▶ Your instructions
Go through the entries below line by line and tally those holding "terrazzo"; write only the tally.

▶ Material shown
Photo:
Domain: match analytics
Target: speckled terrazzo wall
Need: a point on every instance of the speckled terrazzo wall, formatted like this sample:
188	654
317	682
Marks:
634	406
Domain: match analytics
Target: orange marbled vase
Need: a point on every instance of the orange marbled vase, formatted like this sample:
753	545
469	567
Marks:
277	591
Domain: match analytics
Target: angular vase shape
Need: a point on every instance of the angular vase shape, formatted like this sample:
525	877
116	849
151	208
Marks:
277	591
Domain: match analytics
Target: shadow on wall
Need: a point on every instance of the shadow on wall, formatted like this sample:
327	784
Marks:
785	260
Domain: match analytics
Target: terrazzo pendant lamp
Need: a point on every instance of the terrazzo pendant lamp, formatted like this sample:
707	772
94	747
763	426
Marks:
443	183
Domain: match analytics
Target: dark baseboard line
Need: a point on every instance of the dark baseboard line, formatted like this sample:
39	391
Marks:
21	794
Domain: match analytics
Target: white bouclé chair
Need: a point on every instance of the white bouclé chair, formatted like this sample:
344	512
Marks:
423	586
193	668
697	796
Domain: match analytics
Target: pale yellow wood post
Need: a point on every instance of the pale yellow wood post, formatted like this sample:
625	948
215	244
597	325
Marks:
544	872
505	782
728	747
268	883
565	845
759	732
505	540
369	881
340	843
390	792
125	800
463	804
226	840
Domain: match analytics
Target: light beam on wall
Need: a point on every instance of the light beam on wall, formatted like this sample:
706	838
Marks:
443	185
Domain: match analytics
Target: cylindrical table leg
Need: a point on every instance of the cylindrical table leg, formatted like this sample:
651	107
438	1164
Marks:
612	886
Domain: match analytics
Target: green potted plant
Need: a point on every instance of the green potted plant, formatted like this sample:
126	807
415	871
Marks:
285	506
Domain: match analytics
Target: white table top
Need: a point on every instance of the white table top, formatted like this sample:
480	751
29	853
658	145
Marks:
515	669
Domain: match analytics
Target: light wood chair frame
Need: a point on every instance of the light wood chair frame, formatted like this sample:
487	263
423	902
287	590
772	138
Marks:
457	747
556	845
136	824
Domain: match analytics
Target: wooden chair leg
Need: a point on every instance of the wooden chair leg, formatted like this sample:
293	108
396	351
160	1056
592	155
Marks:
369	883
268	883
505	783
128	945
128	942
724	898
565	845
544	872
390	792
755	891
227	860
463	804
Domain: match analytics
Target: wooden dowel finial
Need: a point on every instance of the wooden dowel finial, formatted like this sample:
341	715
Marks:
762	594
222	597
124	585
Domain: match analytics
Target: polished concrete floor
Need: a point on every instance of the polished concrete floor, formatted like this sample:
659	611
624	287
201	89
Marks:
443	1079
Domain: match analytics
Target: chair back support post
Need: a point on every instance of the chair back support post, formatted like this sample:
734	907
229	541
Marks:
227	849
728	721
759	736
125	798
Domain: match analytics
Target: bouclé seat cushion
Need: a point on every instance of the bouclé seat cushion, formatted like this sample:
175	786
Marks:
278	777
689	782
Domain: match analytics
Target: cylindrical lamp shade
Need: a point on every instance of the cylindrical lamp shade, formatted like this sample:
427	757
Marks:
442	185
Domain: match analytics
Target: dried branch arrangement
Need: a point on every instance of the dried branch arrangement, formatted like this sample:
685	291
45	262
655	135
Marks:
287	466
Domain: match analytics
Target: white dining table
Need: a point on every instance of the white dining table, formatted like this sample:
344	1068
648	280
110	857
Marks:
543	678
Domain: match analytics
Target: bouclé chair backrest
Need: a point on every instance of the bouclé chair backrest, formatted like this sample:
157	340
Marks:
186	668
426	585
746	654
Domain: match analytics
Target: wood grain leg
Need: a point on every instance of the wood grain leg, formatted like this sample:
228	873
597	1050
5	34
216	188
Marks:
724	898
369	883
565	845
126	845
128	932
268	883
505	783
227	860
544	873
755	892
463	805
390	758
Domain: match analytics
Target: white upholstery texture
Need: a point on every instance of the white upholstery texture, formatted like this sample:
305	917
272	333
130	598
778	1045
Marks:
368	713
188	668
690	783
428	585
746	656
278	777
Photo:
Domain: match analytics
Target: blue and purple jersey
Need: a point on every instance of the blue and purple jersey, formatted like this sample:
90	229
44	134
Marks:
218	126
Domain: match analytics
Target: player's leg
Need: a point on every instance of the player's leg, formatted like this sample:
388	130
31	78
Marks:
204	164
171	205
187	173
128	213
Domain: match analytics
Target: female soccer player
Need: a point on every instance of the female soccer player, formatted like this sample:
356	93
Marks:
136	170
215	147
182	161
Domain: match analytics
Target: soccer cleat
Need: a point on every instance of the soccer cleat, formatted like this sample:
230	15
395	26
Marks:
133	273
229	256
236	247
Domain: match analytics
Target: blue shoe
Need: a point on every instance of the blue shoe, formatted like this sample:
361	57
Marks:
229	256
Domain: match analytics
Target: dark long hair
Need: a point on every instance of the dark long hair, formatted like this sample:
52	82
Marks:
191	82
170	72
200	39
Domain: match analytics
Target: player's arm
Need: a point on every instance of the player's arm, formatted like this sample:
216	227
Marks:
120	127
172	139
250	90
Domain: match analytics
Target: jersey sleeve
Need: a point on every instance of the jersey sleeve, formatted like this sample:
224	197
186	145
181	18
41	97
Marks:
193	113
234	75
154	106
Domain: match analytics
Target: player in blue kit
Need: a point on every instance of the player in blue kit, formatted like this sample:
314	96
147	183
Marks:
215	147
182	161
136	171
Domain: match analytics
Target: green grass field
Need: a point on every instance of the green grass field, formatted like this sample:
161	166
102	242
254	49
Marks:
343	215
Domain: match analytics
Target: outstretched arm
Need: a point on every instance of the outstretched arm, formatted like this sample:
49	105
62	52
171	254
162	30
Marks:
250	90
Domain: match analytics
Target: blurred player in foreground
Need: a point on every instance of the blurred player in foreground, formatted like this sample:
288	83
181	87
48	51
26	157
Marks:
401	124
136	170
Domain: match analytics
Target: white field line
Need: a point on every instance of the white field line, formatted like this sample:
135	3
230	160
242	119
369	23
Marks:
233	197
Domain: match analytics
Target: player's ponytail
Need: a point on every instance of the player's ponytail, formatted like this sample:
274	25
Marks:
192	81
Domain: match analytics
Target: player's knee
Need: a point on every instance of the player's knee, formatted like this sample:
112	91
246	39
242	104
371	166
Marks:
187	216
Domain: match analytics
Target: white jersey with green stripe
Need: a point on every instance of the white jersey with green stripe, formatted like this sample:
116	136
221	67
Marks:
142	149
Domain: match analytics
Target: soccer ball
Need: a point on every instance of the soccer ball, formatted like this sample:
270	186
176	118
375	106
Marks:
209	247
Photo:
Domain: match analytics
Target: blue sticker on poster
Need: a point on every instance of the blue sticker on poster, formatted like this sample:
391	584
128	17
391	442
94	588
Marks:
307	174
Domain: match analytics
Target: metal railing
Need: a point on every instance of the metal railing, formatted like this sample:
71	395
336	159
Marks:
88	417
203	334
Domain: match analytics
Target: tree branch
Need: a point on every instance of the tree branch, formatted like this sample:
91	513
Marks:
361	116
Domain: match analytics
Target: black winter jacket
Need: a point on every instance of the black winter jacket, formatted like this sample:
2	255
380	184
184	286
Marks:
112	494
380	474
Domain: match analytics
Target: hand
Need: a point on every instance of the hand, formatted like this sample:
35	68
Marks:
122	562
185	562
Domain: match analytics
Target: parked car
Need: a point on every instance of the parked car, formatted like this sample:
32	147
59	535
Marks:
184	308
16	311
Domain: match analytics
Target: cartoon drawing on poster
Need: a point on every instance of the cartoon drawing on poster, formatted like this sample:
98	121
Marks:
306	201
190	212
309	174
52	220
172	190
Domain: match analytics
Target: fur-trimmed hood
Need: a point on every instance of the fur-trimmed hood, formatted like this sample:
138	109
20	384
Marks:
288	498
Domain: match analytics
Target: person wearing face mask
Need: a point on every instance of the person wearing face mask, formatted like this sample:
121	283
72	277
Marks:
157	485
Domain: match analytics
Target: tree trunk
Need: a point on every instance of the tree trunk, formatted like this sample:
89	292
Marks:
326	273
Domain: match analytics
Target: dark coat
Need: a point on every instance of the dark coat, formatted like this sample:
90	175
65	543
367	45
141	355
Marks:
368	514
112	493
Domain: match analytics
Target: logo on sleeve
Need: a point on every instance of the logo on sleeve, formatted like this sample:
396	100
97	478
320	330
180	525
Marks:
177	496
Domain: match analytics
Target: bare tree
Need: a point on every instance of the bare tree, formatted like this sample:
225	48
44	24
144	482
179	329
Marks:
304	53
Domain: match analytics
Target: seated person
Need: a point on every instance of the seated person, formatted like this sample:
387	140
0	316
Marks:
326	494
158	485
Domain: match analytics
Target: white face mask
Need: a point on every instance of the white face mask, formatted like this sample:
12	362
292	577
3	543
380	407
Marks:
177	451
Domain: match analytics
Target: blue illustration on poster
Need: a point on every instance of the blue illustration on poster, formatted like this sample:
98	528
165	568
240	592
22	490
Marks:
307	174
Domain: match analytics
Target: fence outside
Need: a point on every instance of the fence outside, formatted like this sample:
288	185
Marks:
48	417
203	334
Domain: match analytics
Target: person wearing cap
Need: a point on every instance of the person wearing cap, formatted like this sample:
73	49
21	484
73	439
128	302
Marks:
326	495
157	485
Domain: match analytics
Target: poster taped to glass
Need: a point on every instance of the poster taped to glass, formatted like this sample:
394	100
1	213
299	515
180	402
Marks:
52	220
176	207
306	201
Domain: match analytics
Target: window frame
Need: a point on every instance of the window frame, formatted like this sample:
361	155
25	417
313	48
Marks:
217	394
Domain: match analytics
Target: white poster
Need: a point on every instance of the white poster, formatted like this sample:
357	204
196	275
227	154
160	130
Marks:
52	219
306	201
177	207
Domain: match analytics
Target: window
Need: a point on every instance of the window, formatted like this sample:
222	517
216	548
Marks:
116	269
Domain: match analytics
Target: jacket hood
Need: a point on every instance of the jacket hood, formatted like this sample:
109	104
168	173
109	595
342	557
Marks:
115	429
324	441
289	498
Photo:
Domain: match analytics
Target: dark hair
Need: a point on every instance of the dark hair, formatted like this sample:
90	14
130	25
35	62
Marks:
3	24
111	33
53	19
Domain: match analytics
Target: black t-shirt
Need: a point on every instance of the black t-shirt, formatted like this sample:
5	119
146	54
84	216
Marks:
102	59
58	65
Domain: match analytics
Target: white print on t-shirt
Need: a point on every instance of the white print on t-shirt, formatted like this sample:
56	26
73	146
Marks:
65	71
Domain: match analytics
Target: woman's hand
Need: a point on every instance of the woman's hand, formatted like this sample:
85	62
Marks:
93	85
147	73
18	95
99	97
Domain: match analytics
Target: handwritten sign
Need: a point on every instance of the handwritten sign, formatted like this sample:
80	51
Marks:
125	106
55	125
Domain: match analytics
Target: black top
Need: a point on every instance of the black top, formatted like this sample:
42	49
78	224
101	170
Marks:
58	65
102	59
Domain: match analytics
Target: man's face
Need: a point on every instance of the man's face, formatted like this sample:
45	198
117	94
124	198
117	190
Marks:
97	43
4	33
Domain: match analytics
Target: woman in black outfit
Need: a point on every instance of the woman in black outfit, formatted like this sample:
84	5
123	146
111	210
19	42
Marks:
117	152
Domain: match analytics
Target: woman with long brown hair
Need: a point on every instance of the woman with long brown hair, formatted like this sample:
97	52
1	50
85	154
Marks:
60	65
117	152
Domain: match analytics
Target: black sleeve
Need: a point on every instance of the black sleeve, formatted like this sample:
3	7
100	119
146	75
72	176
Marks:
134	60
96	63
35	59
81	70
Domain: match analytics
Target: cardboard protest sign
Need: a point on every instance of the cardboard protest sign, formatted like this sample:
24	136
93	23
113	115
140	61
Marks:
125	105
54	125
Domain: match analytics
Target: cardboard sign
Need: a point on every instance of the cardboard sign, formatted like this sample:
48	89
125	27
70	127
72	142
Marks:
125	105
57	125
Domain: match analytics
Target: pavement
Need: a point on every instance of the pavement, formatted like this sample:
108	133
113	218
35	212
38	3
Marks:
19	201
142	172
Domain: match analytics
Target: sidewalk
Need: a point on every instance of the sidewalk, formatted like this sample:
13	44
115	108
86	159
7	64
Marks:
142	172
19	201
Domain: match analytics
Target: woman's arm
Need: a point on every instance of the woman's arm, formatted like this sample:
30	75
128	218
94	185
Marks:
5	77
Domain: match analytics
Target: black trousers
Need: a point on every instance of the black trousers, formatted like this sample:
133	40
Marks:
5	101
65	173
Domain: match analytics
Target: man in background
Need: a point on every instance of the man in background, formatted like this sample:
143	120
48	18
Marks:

▶ Result of this exercise
4